> **Document excerpt**
June 6, 2017

The Factual

by Timothy J. Muise (author's profile)


Issu #9


The Shining Rays Of Education:
By: Anon.

On May 5th, the Norfolk Education Committee held its 5th annual Educational Awareness Seminar themed around educational empowerment. With dark clouds looming overhead, the skies opened up in an attempt to rain on their parade. However, even the gods couldn't put a damper on such a positive event. it may have been a gloomy day on the outside, but inside the auditorium, it was shining bright!
In a packed house, the men listened intently to a slew of guest speakers from both inside and outside the Norfolk walls. To open it up, Mr. Quinlan eloquently spoke about how education has the power to change the lenses in which we view the world. Therefore, education does not give us power over other people, it gives us power over ourselves and what we can accomplish.
It was tough to follow the opening act, but recent arrivals to the Norfolk Educational Staff did an awesome job introducing themselves. Each went on to explain why they chose to teach in a prison environment and how rewarding their experiences have been. Putting such deeply human and emotional touch to an environment that is normally anything but had the men out of their sears in acknowledgement of their noble efforts; this showed that education is the great equalizer of man. Next to follow were representatives of the Petey Greene Program and B.U. P.E.P. faculty which all shared their own personal stories about how education has empowered them. Professor Perlman was deeply inspirational with his testimony of being a highschool drop-out to a M.I.T. professor with a Ph.D. in philosophy; clearly showing that education has the power to transform anyone at any age and station in life.
The keynote speaker of the event was the honourable MA.
State Representative Kay Kahn. Rep. Kahn enlightened the captivated audience on her push to allocate more spending within the state budget for post-secondary education within the D.O.C. She clearly sees the validity of educational empowerment and has introduced Amendment 848 into the House Budget Bill in an attempt to provide resources to colleges as well as the D.O.C. to work collaboratively in bringing back college programs to MA. state prisons. Rep. Kahn assured the audience of her drive to fight for criminal justice reform to which she received a standing ovation from a normally sceptical audience.

> **Extracted information**
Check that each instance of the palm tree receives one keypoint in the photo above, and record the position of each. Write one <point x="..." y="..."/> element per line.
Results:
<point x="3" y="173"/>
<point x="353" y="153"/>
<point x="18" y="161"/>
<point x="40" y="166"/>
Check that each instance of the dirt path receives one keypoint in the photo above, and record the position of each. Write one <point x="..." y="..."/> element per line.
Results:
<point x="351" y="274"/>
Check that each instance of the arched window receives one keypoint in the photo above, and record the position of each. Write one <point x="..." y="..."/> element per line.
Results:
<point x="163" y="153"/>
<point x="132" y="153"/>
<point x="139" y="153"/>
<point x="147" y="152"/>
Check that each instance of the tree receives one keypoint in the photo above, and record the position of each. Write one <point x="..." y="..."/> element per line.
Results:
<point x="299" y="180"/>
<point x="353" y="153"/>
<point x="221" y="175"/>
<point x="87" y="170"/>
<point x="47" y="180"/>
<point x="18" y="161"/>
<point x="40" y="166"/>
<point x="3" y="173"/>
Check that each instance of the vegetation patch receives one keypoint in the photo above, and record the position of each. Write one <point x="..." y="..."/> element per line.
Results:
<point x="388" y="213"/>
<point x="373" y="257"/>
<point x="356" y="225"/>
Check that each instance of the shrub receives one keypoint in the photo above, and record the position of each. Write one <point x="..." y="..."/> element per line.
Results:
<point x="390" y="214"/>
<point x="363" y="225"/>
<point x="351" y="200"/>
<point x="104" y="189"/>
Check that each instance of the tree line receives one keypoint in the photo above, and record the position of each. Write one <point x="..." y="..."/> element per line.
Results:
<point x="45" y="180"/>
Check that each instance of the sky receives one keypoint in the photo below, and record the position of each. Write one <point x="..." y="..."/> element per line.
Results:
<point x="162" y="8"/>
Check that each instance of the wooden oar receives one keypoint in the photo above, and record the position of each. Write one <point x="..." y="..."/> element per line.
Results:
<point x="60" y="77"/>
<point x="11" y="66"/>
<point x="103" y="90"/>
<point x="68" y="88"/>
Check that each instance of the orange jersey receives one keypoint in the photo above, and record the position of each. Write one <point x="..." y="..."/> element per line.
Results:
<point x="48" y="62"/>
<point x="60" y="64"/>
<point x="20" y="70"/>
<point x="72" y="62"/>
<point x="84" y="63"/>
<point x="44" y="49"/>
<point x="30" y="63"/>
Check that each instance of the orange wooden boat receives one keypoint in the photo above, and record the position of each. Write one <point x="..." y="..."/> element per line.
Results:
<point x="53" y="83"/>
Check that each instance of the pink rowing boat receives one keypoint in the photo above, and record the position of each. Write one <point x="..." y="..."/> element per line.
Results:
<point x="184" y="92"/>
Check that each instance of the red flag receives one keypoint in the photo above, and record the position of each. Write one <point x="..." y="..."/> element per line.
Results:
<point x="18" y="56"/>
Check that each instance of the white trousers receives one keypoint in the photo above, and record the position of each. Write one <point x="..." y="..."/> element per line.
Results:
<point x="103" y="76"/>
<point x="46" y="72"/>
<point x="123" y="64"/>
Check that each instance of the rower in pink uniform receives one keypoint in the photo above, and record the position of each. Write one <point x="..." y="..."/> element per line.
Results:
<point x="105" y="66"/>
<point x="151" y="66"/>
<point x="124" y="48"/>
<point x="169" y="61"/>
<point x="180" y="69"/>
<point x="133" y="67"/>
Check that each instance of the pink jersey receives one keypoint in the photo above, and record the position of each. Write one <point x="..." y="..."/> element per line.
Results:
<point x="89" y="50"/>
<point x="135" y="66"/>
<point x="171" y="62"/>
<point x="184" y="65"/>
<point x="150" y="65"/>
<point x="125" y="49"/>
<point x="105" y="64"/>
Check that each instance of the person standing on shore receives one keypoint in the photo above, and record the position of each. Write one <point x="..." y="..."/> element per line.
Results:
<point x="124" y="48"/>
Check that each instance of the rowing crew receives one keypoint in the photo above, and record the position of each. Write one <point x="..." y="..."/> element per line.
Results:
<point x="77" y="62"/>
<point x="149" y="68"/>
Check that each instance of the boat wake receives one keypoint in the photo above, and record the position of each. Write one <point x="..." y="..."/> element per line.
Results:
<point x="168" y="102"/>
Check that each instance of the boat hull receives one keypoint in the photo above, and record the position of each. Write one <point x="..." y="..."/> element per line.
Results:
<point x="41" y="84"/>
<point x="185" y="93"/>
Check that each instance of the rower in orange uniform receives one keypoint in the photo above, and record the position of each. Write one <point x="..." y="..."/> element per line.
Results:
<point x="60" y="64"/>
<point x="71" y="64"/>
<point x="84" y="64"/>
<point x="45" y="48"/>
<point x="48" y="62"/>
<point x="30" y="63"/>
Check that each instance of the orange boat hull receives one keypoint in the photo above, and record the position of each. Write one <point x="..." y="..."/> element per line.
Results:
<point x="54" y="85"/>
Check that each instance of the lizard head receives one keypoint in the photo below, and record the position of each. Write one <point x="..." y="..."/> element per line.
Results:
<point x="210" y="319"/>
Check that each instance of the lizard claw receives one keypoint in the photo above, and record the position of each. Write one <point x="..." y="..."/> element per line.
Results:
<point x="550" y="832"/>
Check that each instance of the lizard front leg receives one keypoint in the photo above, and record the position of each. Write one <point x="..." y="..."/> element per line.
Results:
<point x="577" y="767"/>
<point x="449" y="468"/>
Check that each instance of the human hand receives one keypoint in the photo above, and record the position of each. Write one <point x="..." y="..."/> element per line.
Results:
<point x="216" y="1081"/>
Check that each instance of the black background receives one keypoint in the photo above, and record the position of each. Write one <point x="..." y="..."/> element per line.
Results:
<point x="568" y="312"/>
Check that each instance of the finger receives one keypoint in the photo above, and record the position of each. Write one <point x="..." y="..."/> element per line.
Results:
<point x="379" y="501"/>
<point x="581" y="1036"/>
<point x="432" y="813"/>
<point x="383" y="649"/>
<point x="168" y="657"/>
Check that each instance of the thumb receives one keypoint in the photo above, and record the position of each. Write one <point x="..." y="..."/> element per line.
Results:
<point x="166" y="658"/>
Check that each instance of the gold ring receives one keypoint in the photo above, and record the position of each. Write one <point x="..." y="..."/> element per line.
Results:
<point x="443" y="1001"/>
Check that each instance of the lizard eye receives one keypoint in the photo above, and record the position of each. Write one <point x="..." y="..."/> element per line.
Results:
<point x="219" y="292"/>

> **To do**
Reproduce the Norfolk seminar report starting with "June 6, 2017" and going on through "was shining bright!", and swap "gloomy" for "dreary". This data has no connection to the Norfolk seminar report.

> **Problem solution**
June 6, 2017

The Factual

by Timothy J. Muise (author's profile)


Issu #9


The Shining Rays Of Education:
By: Anon.

On May 5th, the Norfolk Education Committee held its 5th annual Educational Awareness Seminar themed around educational empowerment. With dark clouds looming overhead, the skies opened up in an attempt to rain on their parade. However, even the gods couldn't put a damper on such a positive event. it may have been a dreary day on the outside, but inside the auditorium, it was shining bright!